Task goal:
If a record holds a picture, drop the picture and copy everything else exactly.
Data shown START
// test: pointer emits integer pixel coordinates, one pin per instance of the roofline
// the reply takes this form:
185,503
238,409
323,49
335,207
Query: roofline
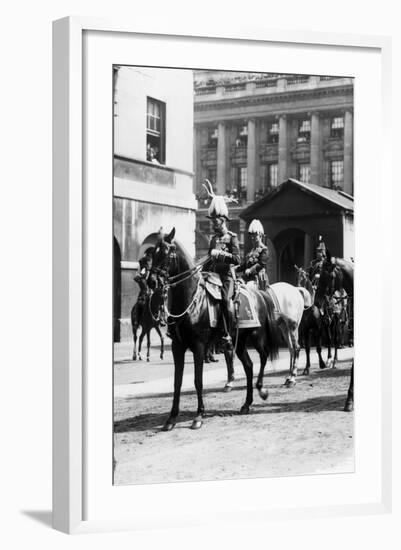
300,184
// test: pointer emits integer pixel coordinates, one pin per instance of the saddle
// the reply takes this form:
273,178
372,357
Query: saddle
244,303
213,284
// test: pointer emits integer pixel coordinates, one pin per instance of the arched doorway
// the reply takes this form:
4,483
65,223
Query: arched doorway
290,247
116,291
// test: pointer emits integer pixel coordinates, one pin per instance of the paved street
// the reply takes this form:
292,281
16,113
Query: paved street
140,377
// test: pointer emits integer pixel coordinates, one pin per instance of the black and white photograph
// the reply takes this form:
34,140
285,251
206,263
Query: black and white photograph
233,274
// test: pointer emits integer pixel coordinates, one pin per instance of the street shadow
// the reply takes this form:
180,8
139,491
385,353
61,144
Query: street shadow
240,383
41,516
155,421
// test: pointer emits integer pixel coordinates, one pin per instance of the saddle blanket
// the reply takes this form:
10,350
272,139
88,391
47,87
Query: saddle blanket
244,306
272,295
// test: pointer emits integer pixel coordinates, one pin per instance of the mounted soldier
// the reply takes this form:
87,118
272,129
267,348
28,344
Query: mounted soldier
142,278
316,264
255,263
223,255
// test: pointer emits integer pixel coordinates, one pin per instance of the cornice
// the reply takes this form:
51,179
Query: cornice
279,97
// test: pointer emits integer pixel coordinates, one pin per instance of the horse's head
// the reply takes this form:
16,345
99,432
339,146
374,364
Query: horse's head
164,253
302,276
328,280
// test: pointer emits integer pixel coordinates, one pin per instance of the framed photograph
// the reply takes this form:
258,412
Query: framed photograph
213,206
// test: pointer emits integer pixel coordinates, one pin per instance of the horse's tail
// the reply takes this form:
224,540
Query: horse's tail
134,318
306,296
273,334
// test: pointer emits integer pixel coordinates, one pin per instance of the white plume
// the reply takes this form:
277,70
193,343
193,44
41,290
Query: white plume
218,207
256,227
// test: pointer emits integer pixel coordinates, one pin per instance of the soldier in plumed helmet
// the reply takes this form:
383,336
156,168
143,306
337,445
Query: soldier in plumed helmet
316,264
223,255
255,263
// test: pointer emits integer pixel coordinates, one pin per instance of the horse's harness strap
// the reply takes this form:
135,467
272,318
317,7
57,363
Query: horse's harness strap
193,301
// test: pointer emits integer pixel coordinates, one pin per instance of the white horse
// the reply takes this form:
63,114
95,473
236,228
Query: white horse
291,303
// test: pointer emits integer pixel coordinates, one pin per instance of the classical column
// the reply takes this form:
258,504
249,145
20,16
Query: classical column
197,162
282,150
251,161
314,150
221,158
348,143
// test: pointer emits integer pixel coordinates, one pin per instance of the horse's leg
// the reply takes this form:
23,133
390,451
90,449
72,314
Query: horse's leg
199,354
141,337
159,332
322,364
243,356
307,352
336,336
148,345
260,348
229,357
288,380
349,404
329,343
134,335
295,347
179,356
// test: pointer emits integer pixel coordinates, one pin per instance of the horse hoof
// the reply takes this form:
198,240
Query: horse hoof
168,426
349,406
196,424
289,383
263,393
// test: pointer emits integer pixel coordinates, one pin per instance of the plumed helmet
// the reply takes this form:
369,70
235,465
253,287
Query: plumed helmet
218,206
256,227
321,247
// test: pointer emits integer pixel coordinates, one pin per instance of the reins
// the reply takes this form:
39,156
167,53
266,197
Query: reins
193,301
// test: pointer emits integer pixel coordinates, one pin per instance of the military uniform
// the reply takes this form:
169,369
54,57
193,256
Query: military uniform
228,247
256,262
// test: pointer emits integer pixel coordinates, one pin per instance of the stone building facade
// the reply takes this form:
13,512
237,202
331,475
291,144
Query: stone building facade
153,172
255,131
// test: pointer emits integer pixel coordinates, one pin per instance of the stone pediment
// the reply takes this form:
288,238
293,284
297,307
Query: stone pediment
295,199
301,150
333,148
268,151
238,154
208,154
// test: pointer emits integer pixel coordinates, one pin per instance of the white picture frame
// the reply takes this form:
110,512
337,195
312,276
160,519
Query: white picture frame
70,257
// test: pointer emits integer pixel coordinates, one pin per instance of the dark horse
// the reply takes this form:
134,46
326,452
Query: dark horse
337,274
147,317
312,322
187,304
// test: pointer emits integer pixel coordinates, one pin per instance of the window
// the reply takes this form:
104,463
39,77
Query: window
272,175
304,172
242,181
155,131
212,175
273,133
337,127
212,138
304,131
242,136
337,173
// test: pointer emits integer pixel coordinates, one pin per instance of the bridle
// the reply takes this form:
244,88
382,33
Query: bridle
Data shown END
Your response:
// test: pointer emits integer pixel coordinates, one pin per instance of the roofline
// the reply takes this form:
185,503
238,409
323,49
335,207
Query: roofline
300,184
// test: pointer emits integer pixel coordinates, one pin per instance of the saddle
// the reply takes this form:
273,178
372,357
Query: saddle
244,303
213,284
// test: pointer emits integer pixel coordinates, one pin per instance of the arched doorway
// the reply takes this form:
4,483
65,223
Query: arched doorway
290,247
116,291
// test: pointer emits integer pixel coordinates, one pin per instance of the paved street
// the reply takes this form:
292,281
16,113
Query: paved street
140,377
// test: pointer emits integer pixel coordinates, one pin per instance of the black and white photograph
// the reply takes this form:
34,140
285,251
206,263
Query: black and white photograph
233,274
// test: pointer emits integer pixel coordinates, one pin per instance of the street shadow
// the reply takes this form:
180,8
139,491
385,353
61,144
Query: street shadow
240,383
41,516
155,421
// test: pointer emits integer pixel coordinates, one pin per instance of the saddle blanket
// the reply takes this form:
10,350
272,139
88,391
47,87
Query: saddle blanket
244,306
272,295
// test: pointer emits integer pixel coordinates, one pin per instance of the mounted soldier
// the reply takes this form:
87,118
272,129
267,348
28,344
Query: mounted soldier
142,278
316,264
255,263
223,255
// test: pointer emits integer pixel coordinates, one pin per instance of the cornice
// the reply takes this form:
51,179
Query: cornice
279,97
// test: pointer emits integer pixel coordinates, one pin per instance of the horse's head
// the reply takes this form:
16,345
99,432
339,146
374,364
Query: horse's head
164,253
302,276
328,280
// test: pointer emits integer pixel coordinates, one pin per instance of the framed photograph
// the reply takes this form:
258,412
Query: framed photograph
213,206
// test: pointer emits integer pixel coordinates, one pin per instance of the horse's tail
// the reply takes this form:
224,540
Query: horse's tail
134,318
306,296
273,334
// test: pointer emits integer pixel coordinates, one pin per instance of the white plume
// the reply takes this form:
277,70
193,343
193,44
41,290
Query: white plume
218,207
256,227
// test: pointer emits integer pixel coordinates, one pin per instance of the soldier in plumed helmet
// the reply takes this form:
383,336
156,168
143,306
337,445
Query: soldier in plumed helmet
316,264
223,255
255,263
// test: pointer emits integer pixel coordinates, one pin per instance of the horse's harness strap
// the reply takes this form:
135,467
272,318
317,7
57,363
Query: horse's harness strap
193,301
// test: pointer emits integer pixel coordinates, one pin per instance of the white horse
// the reply takes this form:
63,114
95,473
236,228
Query: white horse
291,303
// test: pointer emits integer pixel coordinates, one pin per instance of the classical column
// the reply takes this form:
258,504
249,145
20,16
Query: classical column
197,162
282,150
251,161
314,150
221,158
348,143
// test: pointer emits integer pixel coordinates, one pin per instance of the horse's leg
// the reply takes this form:
23,133
390,451
90,449
72,314
Query: horse's leg
199,354
141,337
159,332
322,364
243,356
307,352
336,336
148,345
260,348
229,357
288,380
349,404
329,343
134,335
295,347
179,356
// test: pointer emits integer pixel coordinates, one pin per instance of the horse hoof
// the reply takes this form:
198,240
Query: horse hoof
168,426
349,406
196,424
289,383
263,393
// test: pointer emits integer pixel coordinates, one pin per instance of the plumed helmet
// the reply takes this form:
369,70
235,465
253,287
Query: plumed helmet
218,206
256,227
321,247
// test: pointer emits integer pixel coordinates, one pin per instance of the reins
// the reply takes this form:
39,156
167,53
266,197
Query: reins
193,301
// test: pointer emits integer pixel coordinates, one pin per instance of the military uniform
// the reply takes this form:
169,369
54,57
193,256
Query: military uniform
228,247
256,262
// test: pointer emits integer pixel coordinates, one pin per instance of the stone building facade
// the reply takes this form:
13,512
237,202
331,475
291,144
Query: stone building facade
153,172
255,131
// test: pointer emits integer pixel coordinates, one pin per instance of the stone pediment
// the reply takes this form:
288,238
293,284
297,307
Query: stone pediment
295,199
301,150
333,148
268,151
238,154
208,154
// test: pointer emits integer pixel coordinates, one pin per instance of the white picture frame
// the reply takes this form:
110,512
337,195
312,276
160,519
Query: white picture frame
70,257
// test: pointer emits integer pixel coordinates, one pin per instance of the dark horse
// the reply takes this form:
134,46
326,452
Query: dark horse
337,274
147,317
312,322
187,304
// test: pointer emits integer pixel coordinates, one pin per instance of the window
// the reply takes this form:
104,463
39,77
Query: window
272,175
304,172
242,181
155,131
212,175
273,133
337,127
212,138
304,131
242,136
337,173
// test: pointer emits integer pixel coordinates, one pin per instance of the bridle
// the reply takes this form:
244,88
382,33
Query: bridle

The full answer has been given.